*AIM 1:* Rewrite the stretch of the UAE population notes below from "- In these countries, unemployment" through "private homes category.", putting "joblessness" in place of "unemployment".

- Only 11.6% of the population in the UAE is made up of national Emiratis; the remaining 88.4% is comprised of expats.
- Of the expats, only 12. 8% of the population is “other” (Western).
- This means that over 75% of the population is in the category of “Brown People”.
- The top five countries of origin of these workers are, in order of the highest population, India, Bangladesh, Pakistan, Egypt, and the Philippines.
- In these countries, unemployment is high and wages are low; in many cases, the men cannot find jobs in their home countries.
- The main employers are in retail, private homes (maids), construction, and transportation. The workers at school fall into the private homes category.
- The majority of Brown People are men, with a ratio of 6 to 1, men to women, as the only work available for women is domestic, or, in the case of nationals from the Philippines, retail.
- These Brown People make up 90% of the work force. Yes, 90%.

*STORED ROWS:*
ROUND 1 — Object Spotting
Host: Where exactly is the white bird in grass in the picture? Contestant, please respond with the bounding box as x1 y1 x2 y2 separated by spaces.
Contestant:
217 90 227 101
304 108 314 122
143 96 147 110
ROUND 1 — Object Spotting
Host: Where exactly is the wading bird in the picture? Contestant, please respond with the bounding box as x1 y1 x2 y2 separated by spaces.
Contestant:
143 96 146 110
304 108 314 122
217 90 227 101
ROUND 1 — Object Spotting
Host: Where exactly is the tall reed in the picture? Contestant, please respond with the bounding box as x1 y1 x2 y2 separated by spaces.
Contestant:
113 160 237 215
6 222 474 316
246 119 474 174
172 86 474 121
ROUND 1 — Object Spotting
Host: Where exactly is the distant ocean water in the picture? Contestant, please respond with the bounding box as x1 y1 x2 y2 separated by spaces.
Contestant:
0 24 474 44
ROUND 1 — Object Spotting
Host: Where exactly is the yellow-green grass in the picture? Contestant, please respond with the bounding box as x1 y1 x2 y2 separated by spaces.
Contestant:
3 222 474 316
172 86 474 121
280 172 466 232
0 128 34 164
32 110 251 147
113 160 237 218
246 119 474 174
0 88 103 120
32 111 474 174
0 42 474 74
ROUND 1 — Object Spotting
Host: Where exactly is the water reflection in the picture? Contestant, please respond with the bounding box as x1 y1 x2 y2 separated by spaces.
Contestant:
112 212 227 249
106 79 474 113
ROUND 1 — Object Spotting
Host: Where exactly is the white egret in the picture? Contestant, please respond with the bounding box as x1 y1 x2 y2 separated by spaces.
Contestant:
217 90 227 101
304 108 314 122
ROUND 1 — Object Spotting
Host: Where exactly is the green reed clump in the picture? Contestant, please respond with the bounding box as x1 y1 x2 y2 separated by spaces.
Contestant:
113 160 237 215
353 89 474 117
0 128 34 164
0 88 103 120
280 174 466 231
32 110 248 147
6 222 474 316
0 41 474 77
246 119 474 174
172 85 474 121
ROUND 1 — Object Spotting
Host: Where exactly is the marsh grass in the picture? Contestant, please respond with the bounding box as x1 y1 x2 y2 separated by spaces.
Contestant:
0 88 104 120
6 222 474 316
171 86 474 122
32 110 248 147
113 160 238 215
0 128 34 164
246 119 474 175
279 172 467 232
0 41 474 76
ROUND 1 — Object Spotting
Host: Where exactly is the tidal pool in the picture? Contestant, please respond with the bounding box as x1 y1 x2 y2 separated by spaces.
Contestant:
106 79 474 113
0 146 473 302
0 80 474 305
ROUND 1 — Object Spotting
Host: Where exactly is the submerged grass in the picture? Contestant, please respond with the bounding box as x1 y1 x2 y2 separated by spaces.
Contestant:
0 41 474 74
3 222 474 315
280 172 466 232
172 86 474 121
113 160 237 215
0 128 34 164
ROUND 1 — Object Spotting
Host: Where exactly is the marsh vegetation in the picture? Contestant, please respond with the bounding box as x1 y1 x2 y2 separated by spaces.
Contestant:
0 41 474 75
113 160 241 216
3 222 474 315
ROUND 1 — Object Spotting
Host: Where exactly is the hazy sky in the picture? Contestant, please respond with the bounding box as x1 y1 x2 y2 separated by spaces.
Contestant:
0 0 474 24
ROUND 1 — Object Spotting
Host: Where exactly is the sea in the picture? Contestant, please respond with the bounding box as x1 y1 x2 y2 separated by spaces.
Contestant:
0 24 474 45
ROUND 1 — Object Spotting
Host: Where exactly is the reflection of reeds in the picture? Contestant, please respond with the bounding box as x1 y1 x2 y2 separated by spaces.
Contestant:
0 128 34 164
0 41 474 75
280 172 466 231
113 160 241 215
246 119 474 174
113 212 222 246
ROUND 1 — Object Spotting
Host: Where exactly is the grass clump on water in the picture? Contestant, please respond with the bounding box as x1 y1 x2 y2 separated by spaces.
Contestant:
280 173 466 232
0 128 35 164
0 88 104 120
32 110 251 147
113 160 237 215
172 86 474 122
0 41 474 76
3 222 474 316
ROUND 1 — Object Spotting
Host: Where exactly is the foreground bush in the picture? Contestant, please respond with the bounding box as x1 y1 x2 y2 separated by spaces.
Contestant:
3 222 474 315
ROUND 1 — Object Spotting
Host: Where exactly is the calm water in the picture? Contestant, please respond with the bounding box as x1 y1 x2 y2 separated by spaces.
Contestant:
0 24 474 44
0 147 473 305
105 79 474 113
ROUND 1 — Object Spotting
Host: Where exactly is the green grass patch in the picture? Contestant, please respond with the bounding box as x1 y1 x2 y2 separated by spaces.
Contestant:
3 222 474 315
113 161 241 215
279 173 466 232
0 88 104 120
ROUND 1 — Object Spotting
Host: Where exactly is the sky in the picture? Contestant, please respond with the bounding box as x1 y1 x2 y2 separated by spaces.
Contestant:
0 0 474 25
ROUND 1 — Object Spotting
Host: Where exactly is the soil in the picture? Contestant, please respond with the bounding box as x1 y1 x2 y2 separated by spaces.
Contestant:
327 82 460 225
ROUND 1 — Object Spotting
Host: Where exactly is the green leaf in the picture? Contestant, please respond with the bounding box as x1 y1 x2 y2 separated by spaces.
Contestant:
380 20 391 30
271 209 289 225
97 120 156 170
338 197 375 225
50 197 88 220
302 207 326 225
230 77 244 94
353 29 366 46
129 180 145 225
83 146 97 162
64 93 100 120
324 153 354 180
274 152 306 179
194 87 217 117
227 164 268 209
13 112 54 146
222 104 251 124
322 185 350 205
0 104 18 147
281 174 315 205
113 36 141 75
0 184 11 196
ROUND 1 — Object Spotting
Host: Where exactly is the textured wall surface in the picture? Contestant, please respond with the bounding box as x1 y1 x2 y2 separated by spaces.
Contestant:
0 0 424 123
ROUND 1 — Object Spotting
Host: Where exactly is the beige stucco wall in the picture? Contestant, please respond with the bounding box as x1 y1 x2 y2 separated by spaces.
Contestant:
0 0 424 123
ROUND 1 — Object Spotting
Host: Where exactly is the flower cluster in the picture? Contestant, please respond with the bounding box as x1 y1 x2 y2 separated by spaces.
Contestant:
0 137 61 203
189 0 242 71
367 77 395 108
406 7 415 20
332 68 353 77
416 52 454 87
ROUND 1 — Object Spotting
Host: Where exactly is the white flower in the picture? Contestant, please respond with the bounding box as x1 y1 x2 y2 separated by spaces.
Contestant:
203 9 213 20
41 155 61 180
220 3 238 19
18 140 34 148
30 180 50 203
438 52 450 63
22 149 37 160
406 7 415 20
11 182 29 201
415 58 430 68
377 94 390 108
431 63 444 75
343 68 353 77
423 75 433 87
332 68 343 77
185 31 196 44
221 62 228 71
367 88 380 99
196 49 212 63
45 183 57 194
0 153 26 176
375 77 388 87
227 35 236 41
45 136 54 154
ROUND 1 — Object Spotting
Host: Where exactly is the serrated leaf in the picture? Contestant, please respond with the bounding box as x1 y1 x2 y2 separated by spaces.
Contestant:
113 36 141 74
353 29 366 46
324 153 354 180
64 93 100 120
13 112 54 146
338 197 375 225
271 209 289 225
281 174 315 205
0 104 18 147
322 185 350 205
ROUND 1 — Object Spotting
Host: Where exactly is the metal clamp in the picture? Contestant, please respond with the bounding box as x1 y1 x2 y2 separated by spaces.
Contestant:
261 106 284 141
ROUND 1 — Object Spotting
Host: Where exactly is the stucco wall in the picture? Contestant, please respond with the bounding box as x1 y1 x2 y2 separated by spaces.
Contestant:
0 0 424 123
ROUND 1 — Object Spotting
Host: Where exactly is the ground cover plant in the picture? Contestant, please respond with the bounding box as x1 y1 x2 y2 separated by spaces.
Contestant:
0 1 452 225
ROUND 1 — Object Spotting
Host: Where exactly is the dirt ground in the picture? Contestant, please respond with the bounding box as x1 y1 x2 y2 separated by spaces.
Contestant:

*AIM 2:* Repeat word for word the stretch of the listing above from its first line through the line that contains "143 96 147 110", including both ends.

*COMPLETE OUTPUT 1:*
- In these countries, joblessness is high and wages are low; in many cases, the men cannot find jobs in their home countries.
- The main employers are in retail, private homes (maids), construction, and transportation. The workers at school fall into the private homes category.

*COMPLETE OUTPUT 2:*
ROUND 1 — Object Spotting
Host: Where exactly is the white bird in grass in the picture? Contestant, please respond with the bounding box as x1 y1 x2 y2 separated by spaces.
Contestant:
217 90 227 101
304 108 314 122
143 96 147 110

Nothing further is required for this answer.